Point annotations for photos:
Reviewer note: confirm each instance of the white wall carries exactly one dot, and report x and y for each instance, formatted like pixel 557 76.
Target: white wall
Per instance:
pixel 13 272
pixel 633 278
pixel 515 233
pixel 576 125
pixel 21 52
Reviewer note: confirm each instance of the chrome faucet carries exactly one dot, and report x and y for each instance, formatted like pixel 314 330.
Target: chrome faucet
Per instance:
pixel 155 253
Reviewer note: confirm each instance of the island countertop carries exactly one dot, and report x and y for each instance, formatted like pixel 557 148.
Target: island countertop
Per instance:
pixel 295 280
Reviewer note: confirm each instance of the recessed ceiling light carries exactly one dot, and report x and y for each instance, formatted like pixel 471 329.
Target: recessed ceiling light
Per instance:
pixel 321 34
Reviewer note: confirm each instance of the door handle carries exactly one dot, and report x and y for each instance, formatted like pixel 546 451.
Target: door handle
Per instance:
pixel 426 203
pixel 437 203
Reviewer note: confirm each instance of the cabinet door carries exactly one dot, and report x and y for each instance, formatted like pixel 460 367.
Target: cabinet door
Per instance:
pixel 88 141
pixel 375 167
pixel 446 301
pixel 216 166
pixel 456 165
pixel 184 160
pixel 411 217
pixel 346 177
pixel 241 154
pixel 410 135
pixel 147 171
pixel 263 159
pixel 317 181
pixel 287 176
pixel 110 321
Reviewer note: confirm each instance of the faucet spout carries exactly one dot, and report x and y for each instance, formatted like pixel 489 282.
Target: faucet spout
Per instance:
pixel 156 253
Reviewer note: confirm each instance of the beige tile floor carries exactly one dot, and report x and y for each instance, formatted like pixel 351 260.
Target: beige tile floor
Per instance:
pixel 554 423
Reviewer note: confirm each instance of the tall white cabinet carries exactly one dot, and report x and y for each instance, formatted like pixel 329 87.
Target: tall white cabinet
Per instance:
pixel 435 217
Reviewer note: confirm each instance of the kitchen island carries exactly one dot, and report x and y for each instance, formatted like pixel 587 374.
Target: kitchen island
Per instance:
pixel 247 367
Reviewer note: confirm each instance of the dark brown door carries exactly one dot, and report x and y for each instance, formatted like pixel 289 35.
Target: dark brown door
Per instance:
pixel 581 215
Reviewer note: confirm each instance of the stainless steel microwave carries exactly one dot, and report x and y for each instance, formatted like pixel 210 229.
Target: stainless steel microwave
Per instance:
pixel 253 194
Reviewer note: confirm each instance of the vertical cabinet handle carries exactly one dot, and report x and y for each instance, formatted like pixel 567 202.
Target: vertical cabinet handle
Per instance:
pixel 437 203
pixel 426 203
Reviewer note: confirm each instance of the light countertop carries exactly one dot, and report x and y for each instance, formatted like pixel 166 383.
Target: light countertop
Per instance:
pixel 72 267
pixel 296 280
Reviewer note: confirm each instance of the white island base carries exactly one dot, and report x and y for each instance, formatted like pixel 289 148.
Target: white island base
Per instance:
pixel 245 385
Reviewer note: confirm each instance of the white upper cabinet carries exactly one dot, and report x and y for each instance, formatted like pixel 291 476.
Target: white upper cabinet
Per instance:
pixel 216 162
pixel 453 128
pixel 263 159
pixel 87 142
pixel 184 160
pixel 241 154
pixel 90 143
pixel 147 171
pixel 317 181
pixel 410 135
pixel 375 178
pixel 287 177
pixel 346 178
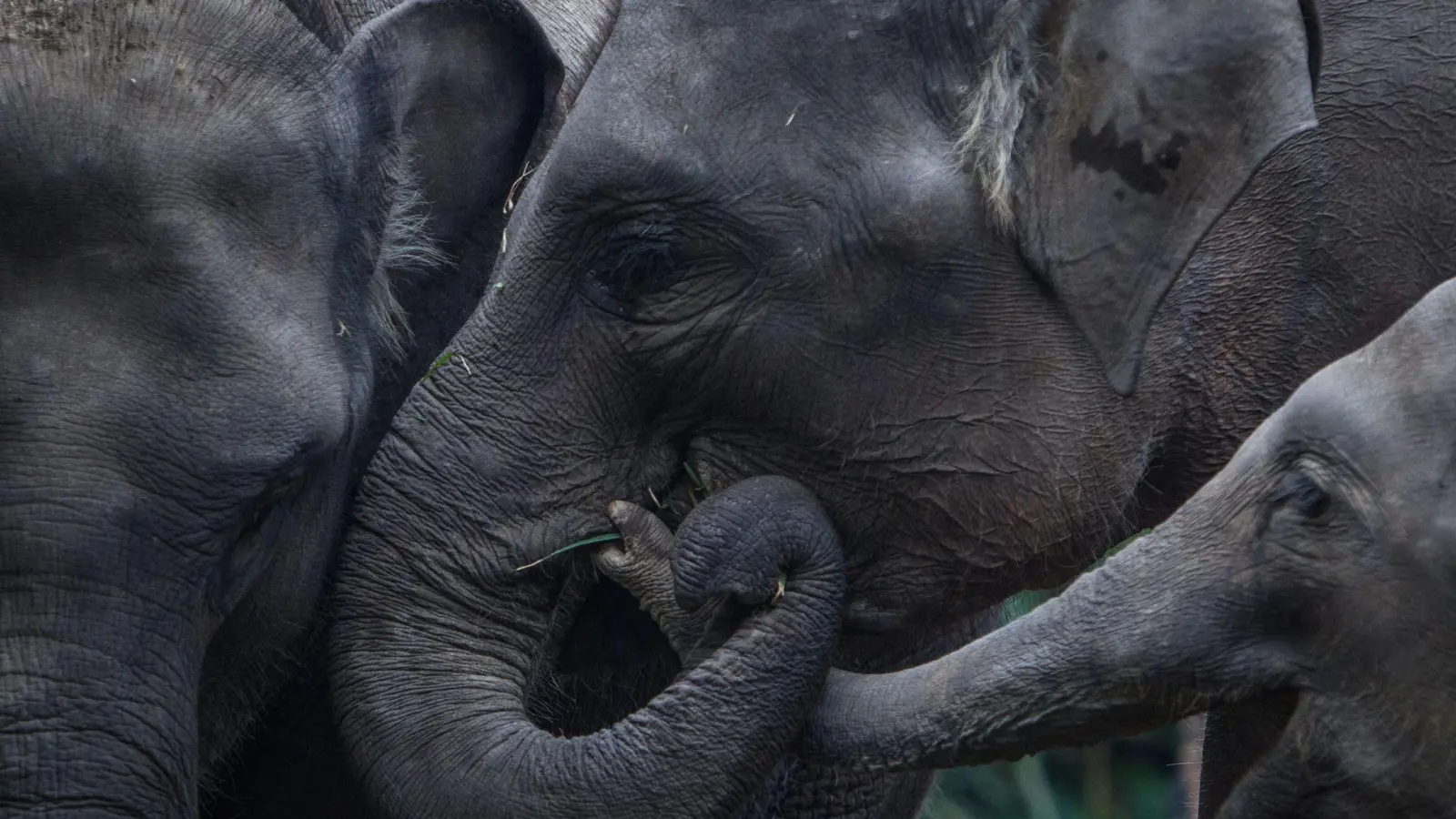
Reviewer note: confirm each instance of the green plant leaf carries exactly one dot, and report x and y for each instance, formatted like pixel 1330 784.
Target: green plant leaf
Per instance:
pixel 590 541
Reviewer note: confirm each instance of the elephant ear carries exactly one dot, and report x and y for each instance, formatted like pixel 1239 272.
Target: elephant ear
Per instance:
pixel 465 84
pixel 448 101
pixel 1155 116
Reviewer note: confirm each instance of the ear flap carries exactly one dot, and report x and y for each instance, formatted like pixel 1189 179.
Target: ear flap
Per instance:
pixel 1157 116
pixel 459 87
pixel 466 84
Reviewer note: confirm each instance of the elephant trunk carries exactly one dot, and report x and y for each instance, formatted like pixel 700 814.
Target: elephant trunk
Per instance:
pixel 94 720
pixel 436 637
pixel 1161 632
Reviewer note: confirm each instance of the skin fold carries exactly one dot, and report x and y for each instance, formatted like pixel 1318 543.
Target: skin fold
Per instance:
pixel 1317 570
pixel 217 280
pixel 768 241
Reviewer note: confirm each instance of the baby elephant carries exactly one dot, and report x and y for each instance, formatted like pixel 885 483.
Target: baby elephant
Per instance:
pixel 1317 569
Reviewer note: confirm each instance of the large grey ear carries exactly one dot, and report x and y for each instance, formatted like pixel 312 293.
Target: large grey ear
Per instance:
pixel 466 84
pixel 463 87
pixel 1155 116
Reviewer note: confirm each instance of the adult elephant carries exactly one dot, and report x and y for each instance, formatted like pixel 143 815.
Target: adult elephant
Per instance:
pixel 1318 564
pixel 997 281
pixel 213 234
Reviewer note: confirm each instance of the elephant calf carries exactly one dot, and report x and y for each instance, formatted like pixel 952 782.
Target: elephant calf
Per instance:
pixel 1317 569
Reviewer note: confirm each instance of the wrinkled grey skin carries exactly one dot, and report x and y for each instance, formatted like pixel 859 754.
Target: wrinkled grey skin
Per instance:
pixel 754 248
pixel 206 220
pixel 1320 562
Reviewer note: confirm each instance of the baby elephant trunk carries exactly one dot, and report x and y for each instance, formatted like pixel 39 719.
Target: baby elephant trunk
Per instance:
pixel 1161 632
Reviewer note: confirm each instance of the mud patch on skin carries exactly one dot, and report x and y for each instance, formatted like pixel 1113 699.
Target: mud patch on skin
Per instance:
pixel 47 24
pixel 1106 152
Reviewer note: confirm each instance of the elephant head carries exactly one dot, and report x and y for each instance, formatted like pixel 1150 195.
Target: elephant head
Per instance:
pixel 1318 570
pixel 222 251
pixel 766 241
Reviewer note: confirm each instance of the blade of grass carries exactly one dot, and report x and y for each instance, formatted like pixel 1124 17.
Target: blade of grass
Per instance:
pixel 590 541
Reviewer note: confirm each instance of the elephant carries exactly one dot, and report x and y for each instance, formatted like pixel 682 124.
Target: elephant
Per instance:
pixel 999 283
pixel 1317 569
pixel 223 256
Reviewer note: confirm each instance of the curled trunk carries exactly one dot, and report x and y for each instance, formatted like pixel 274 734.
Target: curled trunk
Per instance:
pixel 433 652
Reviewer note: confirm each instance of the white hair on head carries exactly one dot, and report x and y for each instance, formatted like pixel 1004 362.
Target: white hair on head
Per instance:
pixel 995 109
pixel 404 248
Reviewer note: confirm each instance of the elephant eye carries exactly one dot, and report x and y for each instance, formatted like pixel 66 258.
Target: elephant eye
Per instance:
pixel 1305 497
pixel 638 264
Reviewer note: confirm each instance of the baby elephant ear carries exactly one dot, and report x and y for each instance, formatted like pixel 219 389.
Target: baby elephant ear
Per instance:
pixel 465 84
pixel 1155 116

**Exercise description:** Please turn every line of the material above into a Markdown table with the columns "Row" and "Line," numbering the rows and skipping blank lines. Leave any images out of your answer.

**Answer to this task:**
| Row | Line |
|---|---|
| 1 | Reviewer note: confirm each instance of the white wall carries exactly one dot, and report x and y for each instance, formatted like pixel 557 76. |
| 2 | Target: white wall |
| 3 | Per instance: |
| 4 | pixel 13 272 |
| 5 | pixel 633 278 |
| 6 | pixel 515 233 |
| 7 | pixel 576 125 |
| 8 | pixel 21 52 |
| 9 | Reviewer note: confirm each instance of the chrome faucet carries exactly one dot, and report x and y for each instance, formatted like pixel 314 330. |
| 10 | Target: chrome faucet |
| 11 | Per instance: |
| 12 | pixel 155 253 |
| 13 | Reviewer note: confirm each instance of the island countertop carries exactly one dot, and report x and y for each instance, formatted like pixel 557 148. |
| 14 | Target: island countertop |
| 15 | Per instance: |
| 16 | pixel 295 280 |
| 17 | Reviewer note: confirm each instance of the recessed ceiling light carries exactly one dot, and report x and y for each instance, formatted like pixel 471 329. |
| 18 | Target: recessed ceiling light |
| 19 | Per instance: |
| 20 | pixel 321 34 |
| 21 | Reviewer note: confirm each instance of the door handle carries exactly one dot, and report x and y for each instance, formatted like pixel 546 451. |
| 22 | Target: door handle |
| 23 | Per instance: |
| 24 | pixel 426 203 |
| 25 | pixel 437 203 |
| 26 | Reviewer note: confirm each instance of the cabinet door carries exactly one dot, and report x and y for each instance, formatted like pixel 460 367. |
| 27 | Target: cabinet door |
| 28 | Per instance: |
| 29 | pixel 88 141 |
| 30 | pixel 375 167 |
| 31 | pixel 446 301 |
| 32 | pixel 216 166 |
| 33 | pixel 456 165 |
| 34 | pixel 184 160 |
| 35 | pixel 411 217 |
| 36 | pixel 346 177 |
| 37 | pixel 241 154 |
| 38 | pixel 410 135 |
| 39 | pixel 147 171 |
| 40 | pixel 263 159 |
| 41 | pixel 317 181 |
| 42 | pixel 287 176 |
| 43 | pixel 110 321 |
| 44 | Reviewer note: confirm each instance of the faucet spout carries exactly one dot, and report x and y for each instance, formatted like pixel 489 282. |
| 45 | Target: faucet spout |
| 46 | Per instance: |
| 47 | pixel 156 253 |
| 48 | Reviewer note: confirm each instance of the beige tile floor carries exactly one dot, and report x and y for each instance, formatted like pixel 351 260. |
| 49 | Target: beige tile floor |
| 50 | Per instance: |
| 51 | pixel 554 423 |
| 52 | Reviewer note: confirm each instance of the tall white cabinet carries exactly one dot, and report x and y for each instance, formatted like pixel 329 87. |
| 53 | Target: tall white cabinet |
| 54 | Per instance: |
| 55 | pixel 435 217 |
| 56 | Reviewer note: confirm each instance of the kitchen island carries exactly one dot, and report x and y for each instance, formatted like pixel 587 374. |
| 57 | Target: kitchen island |
| 58 | Per instance: |
| 59 | pixel 247 367 |
| 60 | Reviewer note: confirm each instance of the dark brown door carries exactly one dot, and report x and y for each instance, formatted like pixel 289 35. |
| 61 | Target: dark brown door |
| 62 | Per instance: |
| 63 | pixel 581 215 |
| 64 | Reviewer note: confirm each instance of the stainless steel microwave carries exactly one dot, and report x and y for each instance, formatted like pixel 210 229. |
| 65 | Target: stainless steel microwave |
| 66 | Per instance: |
| 67 | pixel 253 194 |
| 68 | Reviewer note: confirm each instance of the vertical cabinet handle carries exactly one dot, and report x and y for each instance, formatted like pixel 567 202. |
| 69 | Target: vertical cabinet handle |
| 70 | Per instance: |
| 71 | pixel 437 203 |
| 72 | pixel 426 203 |
| 73 | Reviewer note: confirm each instance of the light countertop carries exactly one dot, and report x and y for each instance, formatted like pixel 166 383. |
| 74 | Target: light countertop |
| 75 | Per instance: |
| 76 | pixel 72 267 |
| 77 | pixel 296 280 |
| 78 | Reviewer note: confirm each instance of the white island base carries exactly one dot, and report x and y for each instance, formatted like pixel 289 148. |
| 79 | Target: white island base |
| 80 | Per instance: |
| 81 | pixel 245 385 |
| 82 | Reviewer note: confirm each instance of the white upper cabinet carries exactly one dot, and report x and y for each instance, formatted like pixel 291 476. |
| 83 | Target: white upper cabinet |
| 84 | Per instance: |
| 85 | pixel 216 162 |
| 86 | pixel 453 128 |
| 87 | pixel 263 159 |
| 88 | pixel 87 142 |
| 89 | pixel 184 160 |
| 90 | pixel 241 154 |
| 91 | pixel 90 143 |
| 92 | pixel 147 171 |
| 93 | pixel 317 181 |
| 94 | pixel 410 135 |
| 95 | pixel 375 178 |
| 96 | pixel 287 177 |
| 97 | pixel 346 178 |
| 98 | Reviewer note: confirm each instance of the green plant leaf carries exactly one dot, and report x and y for each instance, formatted like pixel 1330 784. |
| 99 | Target: green plant leaf |
| 100 | Per instance: |
| 101 | pixel 590 541 |
| 102 | Reviewer note: confirm each instance of the elephant ear carries exactly one dot, and report x and y for each instance, formatted like pixel 1239 272. |
| 103 | Target: elephant ear |
| 104 | Per instance: |
| 105 | pixel 465 84 |
| 106 | pixel 448 101 |
| 107 | pixel 1155 116 |
| 108 | Reviewer note: confirm each instance of the ear flap carries exactly one dot, and report x and y for each instance, formatted like pixel 1189 179. |
| 109 | Target: ear flap |
| 110 | Per instance: |
| 111 | pixel 1157 116 |
| 112 | pixel 459 87 |
| 113 | pixel 466 84 |
| 114 | Reviewer note: confirm each instance of the elephant trunk carries exactly one dot, and report x and y for each instance, formatted like pixel 700 814. |
| 115 | Target: elephant trunk |
| 116 | Per instance: |
| 117 | pixel 94 720 |
| 118 | pixel 436 637 |
| 119 | pixel 1161 632 |
| 120 | Reviewer note: confirm each instance of the skin fold carries exactly one dot, and report x and y for each instance, formatted like pixel 1318 543. |
| 121 | Target: skin fold |
| 122 | Per instance: |
| 123 | pixel 1317 570 |
| 124 | pixel 217 280 |
| 125 | pixel 768 241 |
| 126 | Reviewer note: confirm each instance of the baby elephant carries exactly one dot, and report x and y for each instance, formatted like pixel 885 483. |
| 127 | Target: baby elephant |
| 128 | Per instance: |
| 129 | pixel 1317 569 |
| 130 | Reviewer note: confirm each instance of the large grey ear carries exactly one dot, and report x and y for each instance, formatted like pixel 312 293. |
| 131 | Target: large grey ear |
| 132 | Per instance: |
| 133 | pixel 466 84 |
| 134 | pixel 463 87 |
| 135 | pixel 1155 116 |
| 136 | Reviewer note: confirm each instance of the adult elephant carries exactly one dot, and report x and y for each instance, formatted like pixel 143 815. |
| 137 | Target: adult elephant |
| 138 | Per instance: |
| 139 | pixel 1318 564 |
| 140 | pixel 997 281 |
| 141 | pixel 213 234 |
| 142 | Reviewer note: confirm each instance of the elephant calf carries exactly one dot, and report x and y for each instance, formatted like pixel 952 782. |
| 143 | Target: elephant calf |
| 144 | Per instance: |
| 145 | pixel 1317 569 |
| 146 | Reviewer note: confirm each instance of the wrinkled grey skin carries exactly one dot, and report x and y for each instance, formatted like pixel 859 754. |
| 147 | Target: wrinkled grey skin |
| 148 | Per instance: |
| 149 | pixel 754 248 |
| 150 | pixel 206 220 |
| 151 | pixel 1320 562 |
| 152 | Reviewer note: confirm each instance of the baby elephant trunk carries exactly one dot, and report x and y for each instance, formatted like pixel 39 719. |
| 153 | Target: baby elephant trunk |
| 154 | Per instance: |
| 155 | pixel 1161 632 |
| 156 | Reviewer note: confirm each instance of the mud patch on skin carries exactly one dot, and report x and y for each instance, formatted like pixel 1113 699. |
| 157 | Target: mud patch on skin |
| 158 | Per instance: |
| 159 | pixel 47 24 |
| 160 | pixel 1106 152 |
| 161 | Reviewer note: confirm each instance of the elephant head carries exactly one dot, and report x and y for each instance, formatted like pixel 1150 195. |
| 162 | Target: elephant head |
| 163 | Per instance: |
| 164 | pixel 1318 570 |
| 165 | pixel 222 251 |
| 166 | pixel 766 241 |
| 167 | Reviewer note: confirm each instance of the blade of grass carries exactly one dot, and report x and y for each instance, formatted like pixel 1124 17. |
| 168 | Target: blade of grass |
| 169 | Per instance: |
| 170 | pixel 590 541 |
| 171 | Reviewer note: confirm each instance of the elephant carries exactly one dot, and report x and y for each instance, formatted like pixel 682 124. |
| 172 | Target: elephant |
| 173 | Per instance: |
| 174 | pixel 999 283 |
| 175 | pixel 1317 569 |
| 176 | pixel 223 256 |
| 177 | Reviewer note: confirm each instance of the curled trunk carries exactly one dot, and report x and y for each instance, formatted like pixel 274 734. |
| 178 | Target: curled trunk |
| 179 | Per instance: |
| 180 | pixel 433 652 |
| 181 | Reviewer note: confirm each instance of the white hair on head carries exactly one dot, and report x and y for each instance, formatted like pixel 1004 362. |
| 182 | Target: white hair on head |
| 183 | Per instance: |
| 184 | pixel 995 109 |
| 185 | pixel 404 248 |
| 186 | Reviewer note: confirm each instance of the elephant eye carries exactly one dot, and report x and y for each instance, formatted like pixel 66 258. |
| 187 | Target: elephant eye |
| 188 | Per instance: |
| 189 | pixel 1305 497 |
| 190 | pixel 638 264 |
| 191 | Reviewer note: confirm each instance of the baby elephant ear carries exactly one dot, and report x and y for each instance, formatted like pixel 219 389. |
| 192 | Target: baby elephant ear |
| 193 | Per instance: |
| 194 | pixel 465 84 |
| 195 | pixel 1155 116 |